Question regarding MOSAIKS Implementation

Open alexlopezcifuentes opened this issue 5 months ago • 4 comments

Discrepancy between MOSAIK paper and MPC RCF implementation

Hi!

Given the recent open-sourcing of AlphaEarth by DeepMind and its comparison with MOSAIK [1], I was taking a closer look at the implementation from @calebrob6's PR (https://github.com/microsoft/PlanetaryComputerExamples/pull/70).

Expected behavior (from paper)

Based on the MOSAIK paper, the Random Convolution Features (RCF) process works as follows:

Given an input image I, features are computed by randomly sampling K patches from across N images from the training set
These K patches are then convolved over I to obtain K feature maps
The feature maps are averaged over pixels to produce a K-dimensional feature vector X_i

The following image from the paper illustrates this process:

Actual implementation

However, the MPC implementation uses a different approach:

class RCF(nn.Module):
    """A model for extracting Random Convolution Features (RCF) from input imagery."""
    def __init__(self, num_features=16, kernel_size=3, num_input_channels=3):
        super(RCF, self).__init__()
        # We create `num_features / 2` filters so require `num_features` to be divisible by 2
        assert num_features % 2 == 0
        self.conv1 = nn.Conv2d(
            num_input_channels,
            num_features // 2,
            kernel_size=kernel_size,
            stride=1,
            padding=0,
            dilation=1,
            bias=True,
        )

#### [TASK TO COMPLETE]
Rework the MOSAIKS issue from "Given an input" to "super(RCF, self).__init__()" so that "activation maps" takes the place of "feature maps". The material isn't needed for this.

#### [INFORMATION PROVIDED]
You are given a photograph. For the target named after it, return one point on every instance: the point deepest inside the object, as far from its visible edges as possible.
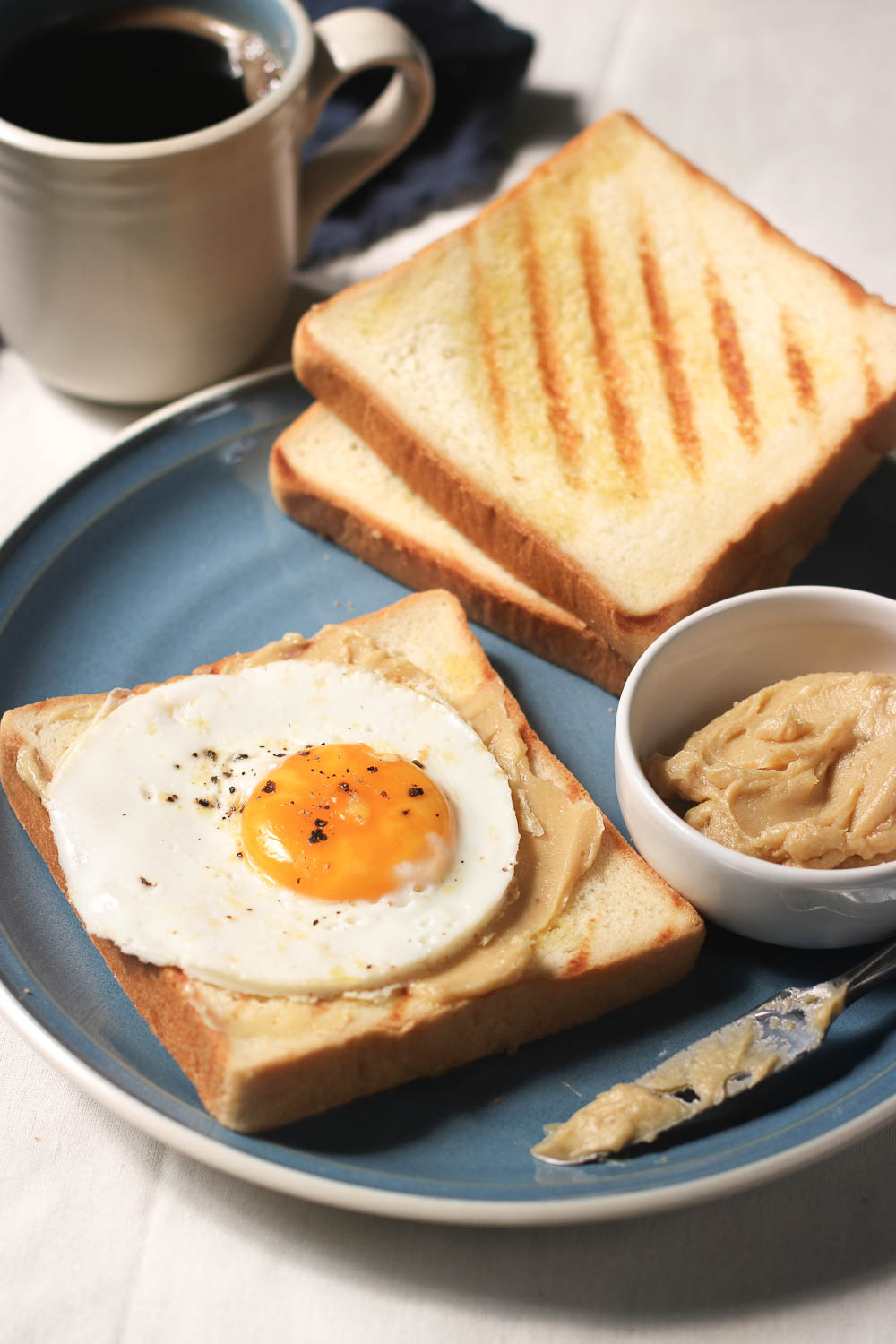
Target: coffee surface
(117, 82)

#### [OUTPUT OF THE TASK]
Given an input image I, features are computed by randomly sampling K patches from across N images from the training set
These K patches are then convolved over I to obtain K activation maps
The activation maps are averaged over pixels to produce a K-dimensional feature vector X_i

The following image from the paper illustrates this process:

Actual implementation

However, the MPC implementation uses a different approach:

class RCF(nn.Module):
    """A model for extracting Random Convolution Features (RCF) from input imagery."""
    def __init__(self, num_features=16, kernel_size=3, num_input_channels=3):
        super(RCF, self).__init__()